* Page extract

Suppose that you are making a sequence of $k$ choices. There are $n_1$ different ways to make the first choice, $n_2$ different ways to make the second choice, and so on, through $n_k$ different ways to make the $k$-th choice. Then there are altogether $n_1n_2\dots n_k$ different ways to make the whole sequence of choices.

(a) Once you set $f(1)=4$, you must assign values to $f(2)$ and $f(3)$. In each case this means picking one of the $5$ numbers $1,2,3,4$, and $5$, so there are $5\cdot5=25$ ways to make the two choices. Once you’ve done that, you’ve completely defined the function $f$, so there are $25$ functions $f:\{1,2,3\}\to\{1,2,3,4,5\}$ such that $f(1)=4$.

(b) The same basic approach to solving the problem and to explaining the solution can be used here as well.

[Dataset rows]
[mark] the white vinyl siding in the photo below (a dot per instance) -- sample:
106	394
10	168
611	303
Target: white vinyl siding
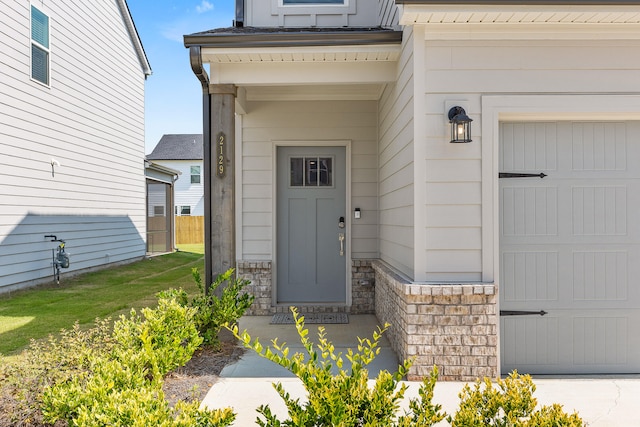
91	122
388	13
306	122
465	70
195	174
186	192
396	151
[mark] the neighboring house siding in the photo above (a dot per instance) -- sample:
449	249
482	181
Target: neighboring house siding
306	122
91	121
453	177
268	13
388	13
186	193
396	152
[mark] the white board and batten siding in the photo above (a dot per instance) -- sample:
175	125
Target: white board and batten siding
307	123
187	193
396	151
90	120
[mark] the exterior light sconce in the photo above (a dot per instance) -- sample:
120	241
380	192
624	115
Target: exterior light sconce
460	125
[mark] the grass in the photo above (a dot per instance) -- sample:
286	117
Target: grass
196	248
39	312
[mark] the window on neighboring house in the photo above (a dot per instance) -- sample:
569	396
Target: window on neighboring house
285	2
195	174
39	46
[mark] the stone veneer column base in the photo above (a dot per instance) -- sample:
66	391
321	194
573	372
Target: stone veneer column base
453	326
259	275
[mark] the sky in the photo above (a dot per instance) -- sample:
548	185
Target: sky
173	95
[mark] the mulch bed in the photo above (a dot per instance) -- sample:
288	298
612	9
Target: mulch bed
193	381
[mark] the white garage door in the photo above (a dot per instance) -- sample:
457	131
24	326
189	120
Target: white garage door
570	247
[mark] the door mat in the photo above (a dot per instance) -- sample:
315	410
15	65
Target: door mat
311	318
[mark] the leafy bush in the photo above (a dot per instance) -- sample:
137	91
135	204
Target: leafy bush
124	387
344	399
213	312
509	404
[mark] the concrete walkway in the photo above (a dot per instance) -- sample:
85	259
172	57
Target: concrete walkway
244	386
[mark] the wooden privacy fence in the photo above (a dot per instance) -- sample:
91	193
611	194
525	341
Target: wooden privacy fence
189	230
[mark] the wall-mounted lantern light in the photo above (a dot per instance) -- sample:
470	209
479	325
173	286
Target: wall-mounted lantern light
460	125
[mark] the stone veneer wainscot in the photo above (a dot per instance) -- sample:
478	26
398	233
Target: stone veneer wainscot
453	326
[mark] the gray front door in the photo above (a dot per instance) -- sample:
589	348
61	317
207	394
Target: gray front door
311	241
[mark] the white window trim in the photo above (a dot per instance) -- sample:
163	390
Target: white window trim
32	42
345	3
279	8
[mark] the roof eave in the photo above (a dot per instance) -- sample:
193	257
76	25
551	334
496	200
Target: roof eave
135	37
360	38
522	2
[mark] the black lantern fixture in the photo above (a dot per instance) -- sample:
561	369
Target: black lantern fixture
460	125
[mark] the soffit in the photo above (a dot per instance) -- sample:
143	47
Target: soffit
309	54
519	14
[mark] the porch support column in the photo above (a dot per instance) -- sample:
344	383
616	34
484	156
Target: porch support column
218	137
221	240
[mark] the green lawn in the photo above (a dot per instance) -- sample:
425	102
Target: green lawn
38	312
197	248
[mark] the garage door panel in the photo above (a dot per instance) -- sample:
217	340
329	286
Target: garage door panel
565	342
570	245
530	211
599	146
530	276
600	276
599	210
528	146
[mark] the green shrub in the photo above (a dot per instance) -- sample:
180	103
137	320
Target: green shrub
510	403
213	312
343	399
124	387
163	341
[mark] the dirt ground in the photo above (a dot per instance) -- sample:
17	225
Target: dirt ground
193	381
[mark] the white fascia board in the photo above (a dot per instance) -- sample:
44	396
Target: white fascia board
555	31
420	14
304	73
216	54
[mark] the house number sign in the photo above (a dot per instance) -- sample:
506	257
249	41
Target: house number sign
221	150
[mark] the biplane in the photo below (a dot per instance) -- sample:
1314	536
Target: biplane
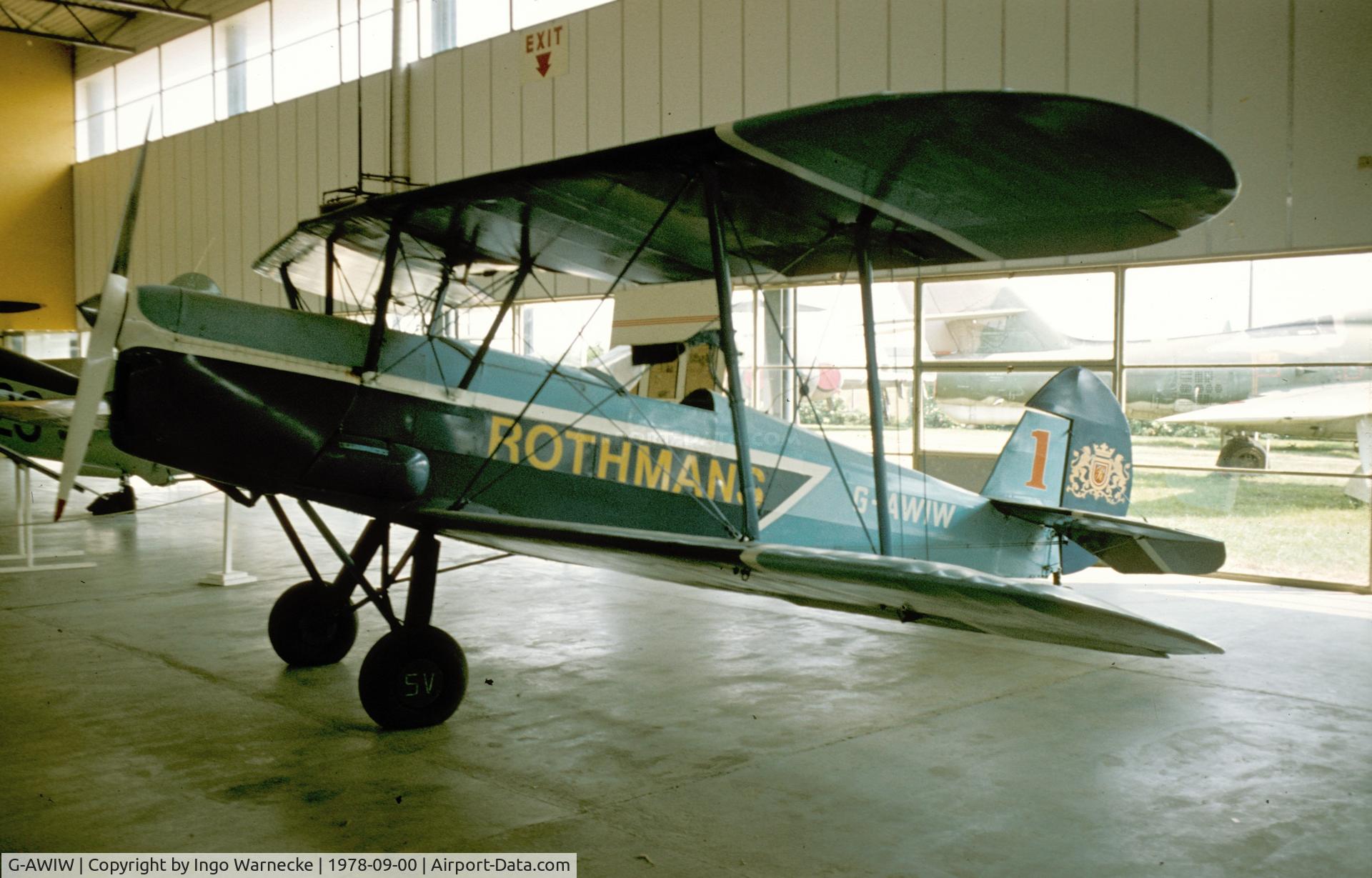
519	454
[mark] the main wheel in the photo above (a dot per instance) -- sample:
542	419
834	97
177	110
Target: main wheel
312	624
1242	453
412	678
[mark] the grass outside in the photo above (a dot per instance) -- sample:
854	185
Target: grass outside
1303	527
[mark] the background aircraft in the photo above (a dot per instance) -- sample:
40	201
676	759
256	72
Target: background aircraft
542	459
1287	399
34	408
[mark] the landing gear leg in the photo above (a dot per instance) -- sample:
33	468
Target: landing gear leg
416	675
313	622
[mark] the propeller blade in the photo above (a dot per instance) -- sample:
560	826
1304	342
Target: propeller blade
101	353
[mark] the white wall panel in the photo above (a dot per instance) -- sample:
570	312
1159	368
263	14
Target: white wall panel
477	109
917	46
766	56
146	261
231	280
331	139
681	66
972	41
249	199
267	198
570	110
199	201
447	117
286	161
1036	46
507	119
812	51
307	158
423	120
165	257
720	61
1173	81
605	76
1100	40
1287	99
862	47
1251	121
377	132
535	111
173	262
642	70
214	213
1331	124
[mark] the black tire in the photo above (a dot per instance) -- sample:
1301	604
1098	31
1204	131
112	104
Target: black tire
411	679
312	624
1242	453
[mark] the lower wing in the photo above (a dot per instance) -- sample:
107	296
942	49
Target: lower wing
905	589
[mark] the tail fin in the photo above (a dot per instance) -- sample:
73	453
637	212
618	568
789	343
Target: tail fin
1069	467
1072	449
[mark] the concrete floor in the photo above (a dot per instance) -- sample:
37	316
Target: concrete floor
662	730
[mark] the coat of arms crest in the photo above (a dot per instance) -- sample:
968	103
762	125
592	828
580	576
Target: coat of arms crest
1099	471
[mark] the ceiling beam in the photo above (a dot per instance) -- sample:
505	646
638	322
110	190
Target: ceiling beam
147	7
92	7
89	44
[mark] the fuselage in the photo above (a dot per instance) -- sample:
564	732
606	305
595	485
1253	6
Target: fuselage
272	401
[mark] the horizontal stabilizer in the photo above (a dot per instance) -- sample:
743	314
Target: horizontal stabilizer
903	589
1125	545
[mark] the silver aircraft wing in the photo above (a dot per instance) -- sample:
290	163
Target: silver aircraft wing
903	589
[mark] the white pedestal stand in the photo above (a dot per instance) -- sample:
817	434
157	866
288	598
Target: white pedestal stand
228	577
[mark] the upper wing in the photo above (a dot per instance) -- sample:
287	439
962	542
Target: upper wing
947	176
1334	408
903	589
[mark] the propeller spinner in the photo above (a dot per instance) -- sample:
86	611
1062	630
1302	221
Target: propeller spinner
101	353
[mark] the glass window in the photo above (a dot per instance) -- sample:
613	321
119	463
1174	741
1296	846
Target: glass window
294	21
95	136
976	412
242	62
137	120
95	94
243	88
187	58
1030	317
307	66
243	37
1309	309
580	328
829	326
527	13
189	106
479	21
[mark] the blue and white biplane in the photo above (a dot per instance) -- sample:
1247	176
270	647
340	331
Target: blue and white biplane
459	439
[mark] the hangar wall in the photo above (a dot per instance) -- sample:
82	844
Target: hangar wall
36	246
1278	84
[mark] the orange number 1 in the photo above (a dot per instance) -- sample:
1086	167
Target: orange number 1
1040	460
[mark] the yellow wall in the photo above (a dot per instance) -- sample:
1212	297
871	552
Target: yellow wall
37	146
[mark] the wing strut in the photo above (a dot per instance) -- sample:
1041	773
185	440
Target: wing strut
875	401
725	292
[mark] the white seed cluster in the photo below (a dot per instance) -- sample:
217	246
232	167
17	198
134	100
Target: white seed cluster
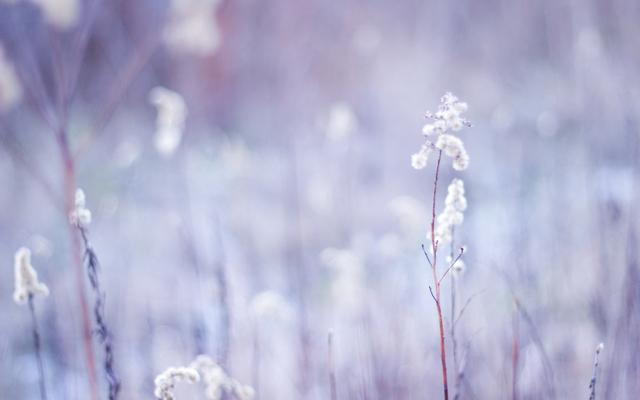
192	27
270	305
218	382
170	120
453	213
80	216
26	277
447	119
166	381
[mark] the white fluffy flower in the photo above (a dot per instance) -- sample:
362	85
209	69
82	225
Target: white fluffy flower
453	213
192	27
10	87
270	305
342	121
419	159
80	216
458	268
26	277
447	119
170	121
453	147
218	382
166	381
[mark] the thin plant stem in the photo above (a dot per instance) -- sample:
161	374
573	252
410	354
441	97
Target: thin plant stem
37	346
102	331
515	352
592	383
69	195
436	281
454	343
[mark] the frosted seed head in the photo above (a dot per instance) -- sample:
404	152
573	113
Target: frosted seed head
26	278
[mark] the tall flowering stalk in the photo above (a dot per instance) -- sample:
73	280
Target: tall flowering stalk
80	217
27	287
441	139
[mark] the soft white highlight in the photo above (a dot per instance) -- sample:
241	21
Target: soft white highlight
10	87
439	134
170	121
342	121
80	216
453	213
166	381
217	382
192	27
26	278
270	305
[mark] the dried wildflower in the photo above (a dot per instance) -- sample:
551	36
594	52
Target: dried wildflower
166	381
218	382
270	305
10	87
192	27
26	277
80	216
447	119
170	121
453	213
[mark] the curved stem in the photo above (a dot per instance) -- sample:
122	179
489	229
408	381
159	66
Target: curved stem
36	343
436	282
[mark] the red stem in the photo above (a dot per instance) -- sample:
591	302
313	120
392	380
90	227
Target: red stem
436	281
69	194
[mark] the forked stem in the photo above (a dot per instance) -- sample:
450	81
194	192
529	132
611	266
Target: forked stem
437	281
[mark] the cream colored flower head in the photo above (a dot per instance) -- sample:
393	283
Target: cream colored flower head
439	133
27	283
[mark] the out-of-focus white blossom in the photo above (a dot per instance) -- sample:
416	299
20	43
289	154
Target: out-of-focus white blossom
80	216
447	119
61	14
192	27
455	204
419	159
342	121
218	382
270	305
458	268
10	87
166	381
170	120
26	277
453	147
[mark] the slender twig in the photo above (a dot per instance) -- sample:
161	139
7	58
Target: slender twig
515	351
127	75
592	383
102	331
451	265
36	344
332	371
424	250
436	281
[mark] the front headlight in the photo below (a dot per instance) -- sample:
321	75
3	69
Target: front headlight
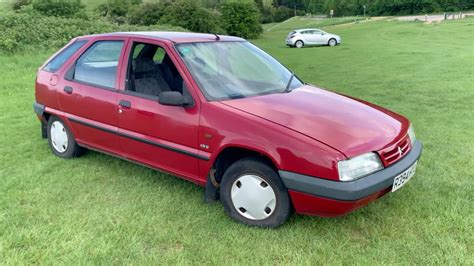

* Exercise 1
From the counting page extract, reproduce everything from "(a) Once you" down to "such that $f(1)=4$.".
* Exercise 2
Shorten the paragraph of the counting page extract that opens with "(a) Once you set" and keep its main facts.

* Exercise solution 1
(a) Once you set $f(1)=4$, you must assign values to $f(2)$ and $f(3)$. In each case this means picking one of the $5$ numbers $1,2,3,4$, and $5$, so there are $5\cdot5=25$ ways to make the two choices. Once you’ve done that, you’ve completely defined the function $f$, so there are $25$ functions $f:\{1,2,3\}\to\{1,2,3,4,5\}$ such that $f(1)=4$.

* Exercise solution 2
(a) With $f(1)=4$ fixed, $f(2)$ and $f(3)$ each take one of the 5 values $1,2,3,4,5$, giving $5\cdot5=25$ ways to choose them. Each such pair of choices fully defines $f$, so 25 functions $f:\{1,2,3\}\to\{1,2,3,4,5\}$ satisfy $f(1)=4$.